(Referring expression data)
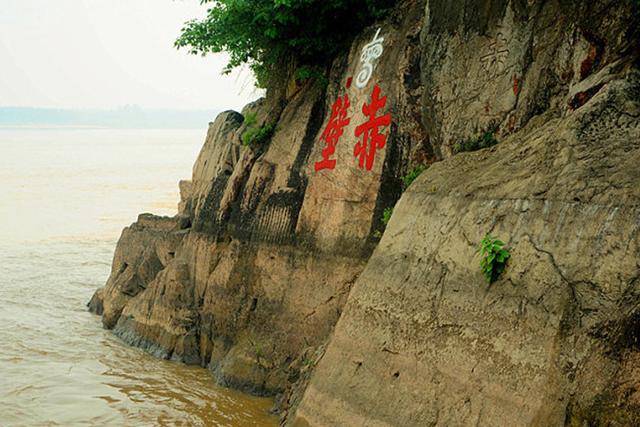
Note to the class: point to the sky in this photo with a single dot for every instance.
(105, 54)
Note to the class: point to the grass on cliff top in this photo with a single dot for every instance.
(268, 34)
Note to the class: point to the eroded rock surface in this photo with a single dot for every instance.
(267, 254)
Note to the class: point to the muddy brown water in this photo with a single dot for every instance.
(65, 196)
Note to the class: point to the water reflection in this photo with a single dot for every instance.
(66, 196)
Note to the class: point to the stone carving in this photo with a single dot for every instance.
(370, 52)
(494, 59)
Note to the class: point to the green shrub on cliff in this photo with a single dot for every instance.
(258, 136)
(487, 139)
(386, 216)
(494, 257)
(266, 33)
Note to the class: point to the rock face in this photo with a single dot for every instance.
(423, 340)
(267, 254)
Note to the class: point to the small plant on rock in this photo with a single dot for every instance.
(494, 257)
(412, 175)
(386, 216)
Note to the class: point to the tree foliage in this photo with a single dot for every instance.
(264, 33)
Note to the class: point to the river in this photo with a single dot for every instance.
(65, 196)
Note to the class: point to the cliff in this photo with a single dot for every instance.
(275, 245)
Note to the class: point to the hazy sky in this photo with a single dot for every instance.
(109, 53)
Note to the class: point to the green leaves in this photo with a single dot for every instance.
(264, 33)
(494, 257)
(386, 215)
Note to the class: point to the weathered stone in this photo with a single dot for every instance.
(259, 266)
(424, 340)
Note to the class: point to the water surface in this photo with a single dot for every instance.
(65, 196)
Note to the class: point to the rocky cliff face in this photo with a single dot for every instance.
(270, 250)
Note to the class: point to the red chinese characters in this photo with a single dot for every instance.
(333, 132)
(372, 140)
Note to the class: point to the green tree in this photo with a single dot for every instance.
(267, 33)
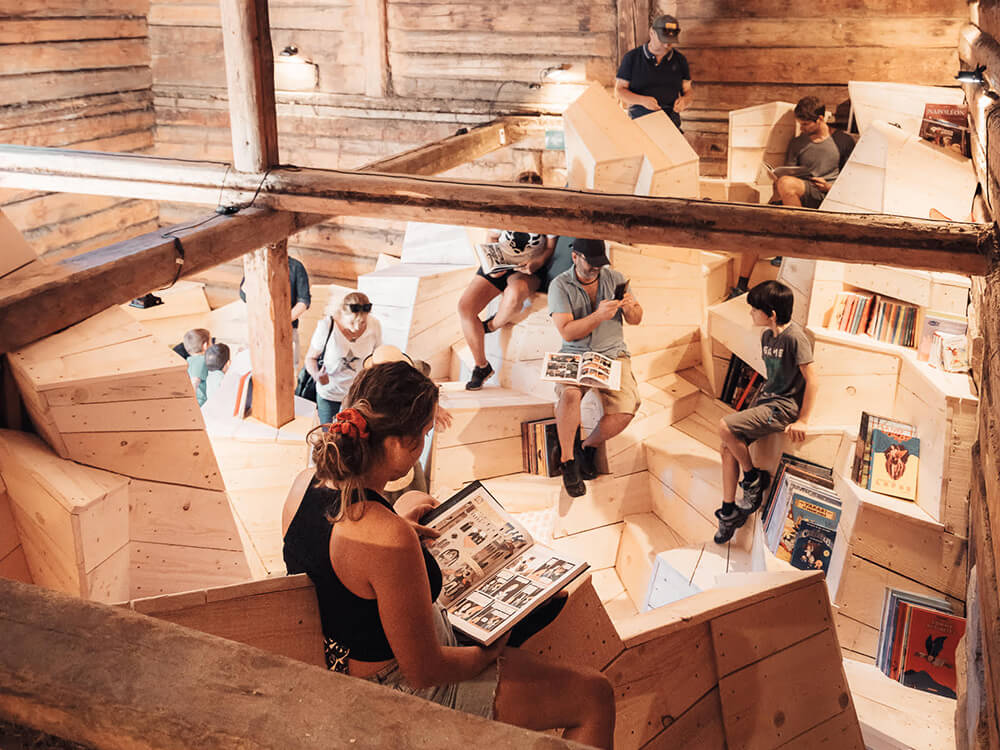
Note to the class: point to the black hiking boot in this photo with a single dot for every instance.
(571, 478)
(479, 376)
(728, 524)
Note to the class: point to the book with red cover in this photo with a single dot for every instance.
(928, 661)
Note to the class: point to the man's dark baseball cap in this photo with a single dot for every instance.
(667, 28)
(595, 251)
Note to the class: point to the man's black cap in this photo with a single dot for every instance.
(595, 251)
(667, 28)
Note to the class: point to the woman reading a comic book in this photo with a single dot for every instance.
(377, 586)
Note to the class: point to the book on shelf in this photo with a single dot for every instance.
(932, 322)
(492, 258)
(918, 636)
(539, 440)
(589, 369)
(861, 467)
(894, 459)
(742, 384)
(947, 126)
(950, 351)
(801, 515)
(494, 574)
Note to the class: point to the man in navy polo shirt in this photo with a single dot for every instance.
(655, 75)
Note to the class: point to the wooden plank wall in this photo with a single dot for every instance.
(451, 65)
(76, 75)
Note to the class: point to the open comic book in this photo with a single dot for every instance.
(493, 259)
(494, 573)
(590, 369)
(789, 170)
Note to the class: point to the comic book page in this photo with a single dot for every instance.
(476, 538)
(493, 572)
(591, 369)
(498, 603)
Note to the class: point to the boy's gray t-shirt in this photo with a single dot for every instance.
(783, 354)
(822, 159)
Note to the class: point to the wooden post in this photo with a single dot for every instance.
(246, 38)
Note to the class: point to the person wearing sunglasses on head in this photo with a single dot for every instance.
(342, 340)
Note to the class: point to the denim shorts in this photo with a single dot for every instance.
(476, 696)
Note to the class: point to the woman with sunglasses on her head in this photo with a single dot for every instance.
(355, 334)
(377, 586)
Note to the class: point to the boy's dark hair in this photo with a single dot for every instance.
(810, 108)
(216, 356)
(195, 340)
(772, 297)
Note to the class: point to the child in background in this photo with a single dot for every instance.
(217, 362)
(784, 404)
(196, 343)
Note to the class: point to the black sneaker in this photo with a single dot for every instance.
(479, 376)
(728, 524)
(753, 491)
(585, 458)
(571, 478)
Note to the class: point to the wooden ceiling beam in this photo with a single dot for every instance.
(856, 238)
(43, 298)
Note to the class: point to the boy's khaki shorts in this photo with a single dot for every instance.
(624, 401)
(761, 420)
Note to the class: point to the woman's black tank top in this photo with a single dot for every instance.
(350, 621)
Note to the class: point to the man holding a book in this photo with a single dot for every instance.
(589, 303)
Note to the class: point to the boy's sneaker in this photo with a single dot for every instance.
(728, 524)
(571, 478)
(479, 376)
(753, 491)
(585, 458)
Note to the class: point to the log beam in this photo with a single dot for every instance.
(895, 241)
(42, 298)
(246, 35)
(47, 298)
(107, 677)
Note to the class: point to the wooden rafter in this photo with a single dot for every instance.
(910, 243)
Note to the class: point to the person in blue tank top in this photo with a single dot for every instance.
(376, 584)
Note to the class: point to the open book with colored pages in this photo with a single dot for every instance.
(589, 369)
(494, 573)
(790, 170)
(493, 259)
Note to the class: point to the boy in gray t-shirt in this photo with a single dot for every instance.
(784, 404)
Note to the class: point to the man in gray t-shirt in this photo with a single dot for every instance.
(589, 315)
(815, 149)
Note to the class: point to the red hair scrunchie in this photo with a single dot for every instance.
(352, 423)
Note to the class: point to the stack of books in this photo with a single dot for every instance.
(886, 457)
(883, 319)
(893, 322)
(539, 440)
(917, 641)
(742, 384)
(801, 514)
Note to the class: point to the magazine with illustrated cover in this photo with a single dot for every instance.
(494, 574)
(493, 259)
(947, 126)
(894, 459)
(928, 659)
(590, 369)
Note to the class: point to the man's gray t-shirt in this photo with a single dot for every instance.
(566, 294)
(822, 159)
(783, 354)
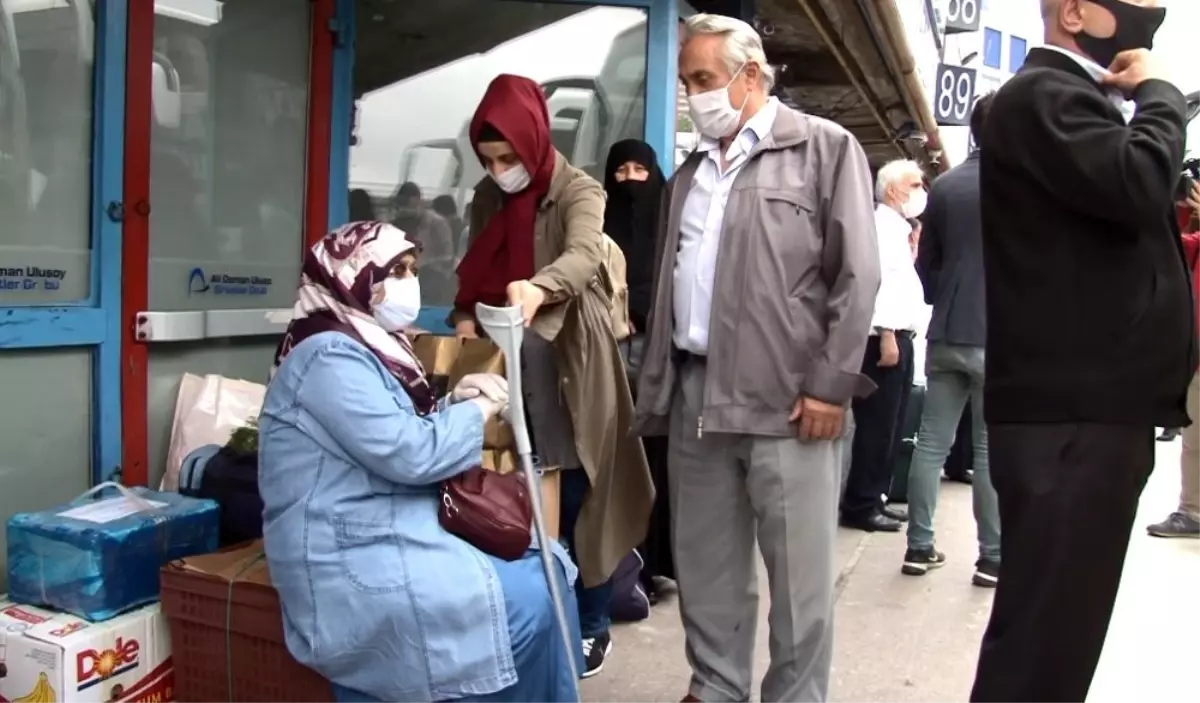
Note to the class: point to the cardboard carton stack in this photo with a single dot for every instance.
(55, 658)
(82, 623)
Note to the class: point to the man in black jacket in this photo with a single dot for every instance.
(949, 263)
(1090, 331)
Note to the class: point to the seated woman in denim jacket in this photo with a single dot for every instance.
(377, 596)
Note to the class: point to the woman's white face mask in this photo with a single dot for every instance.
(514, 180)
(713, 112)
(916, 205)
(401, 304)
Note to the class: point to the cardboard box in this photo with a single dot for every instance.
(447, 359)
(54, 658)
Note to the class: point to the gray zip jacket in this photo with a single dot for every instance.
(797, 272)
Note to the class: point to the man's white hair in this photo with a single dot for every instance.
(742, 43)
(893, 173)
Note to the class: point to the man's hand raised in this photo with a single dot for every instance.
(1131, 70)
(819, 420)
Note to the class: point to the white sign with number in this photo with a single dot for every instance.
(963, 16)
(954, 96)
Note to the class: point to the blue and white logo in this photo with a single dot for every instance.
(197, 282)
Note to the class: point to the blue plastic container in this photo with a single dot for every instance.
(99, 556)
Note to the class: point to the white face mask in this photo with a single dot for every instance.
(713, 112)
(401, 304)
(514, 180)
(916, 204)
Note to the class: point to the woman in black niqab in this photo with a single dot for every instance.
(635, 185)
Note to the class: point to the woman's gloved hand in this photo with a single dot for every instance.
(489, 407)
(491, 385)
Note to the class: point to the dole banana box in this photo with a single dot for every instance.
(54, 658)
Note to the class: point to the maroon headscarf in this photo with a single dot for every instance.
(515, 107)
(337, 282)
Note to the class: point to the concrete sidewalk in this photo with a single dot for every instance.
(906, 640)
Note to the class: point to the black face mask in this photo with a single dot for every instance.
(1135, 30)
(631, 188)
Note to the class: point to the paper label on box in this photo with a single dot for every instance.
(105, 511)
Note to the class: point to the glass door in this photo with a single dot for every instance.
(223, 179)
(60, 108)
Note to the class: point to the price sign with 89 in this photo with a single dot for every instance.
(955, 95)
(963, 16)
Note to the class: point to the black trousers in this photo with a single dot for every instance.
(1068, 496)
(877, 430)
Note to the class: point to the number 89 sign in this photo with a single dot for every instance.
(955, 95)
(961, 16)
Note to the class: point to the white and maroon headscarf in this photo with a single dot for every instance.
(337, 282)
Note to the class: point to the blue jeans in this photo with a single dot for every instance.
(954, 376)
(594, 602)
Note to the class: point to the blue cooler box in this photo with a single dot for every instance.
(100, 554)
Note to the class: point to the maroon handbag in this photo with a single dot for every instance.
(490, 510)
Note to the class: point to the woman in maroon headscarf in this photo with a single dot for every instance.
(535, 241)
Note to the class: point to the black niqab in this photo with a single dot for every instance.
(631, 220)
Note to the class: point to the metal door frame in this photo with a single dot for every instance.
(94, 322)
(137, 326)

◆ Aim of the exercise
Output an exact copy of the lines from the one holding "Note to the class: point to the black trousers" to the last line of the data, inclusive, and nothing beyond that range.

◆ Problem solution
Note to the class: point to the black trousers in this photo with a single dot for every instance.
(1068, 496)
(877, 430)
Note to the class: point to the number 89 sign in this photo with a single dot for every instance.
(955, 95)
(961, 16)
Note to the class: point to the white and maroon headscarf in this photo with a single dot for every instance.
(337, 282)
Note to the class: point to the blue jeans in this photo with a single dot for every instance.
(954, 376)
(594, 602)
Note to the class: point to the blue cooler box in this photo with a single dot for every instance.
(100, 554)
Note to the class: point to the maroon handbag in this photo with a single dot for every instance.
(490, 510)
Note to the class: point to the woman in maroon headscarf in this photo with a single dot for every instance.
(535, 241)
Note to the class: point to the black niqab in this photo with a single dot for every instance.
(631, 220)
Note to the class: point to the metal door frame in this photo with a single dot for every instance.
(94, 322)
(137, 326)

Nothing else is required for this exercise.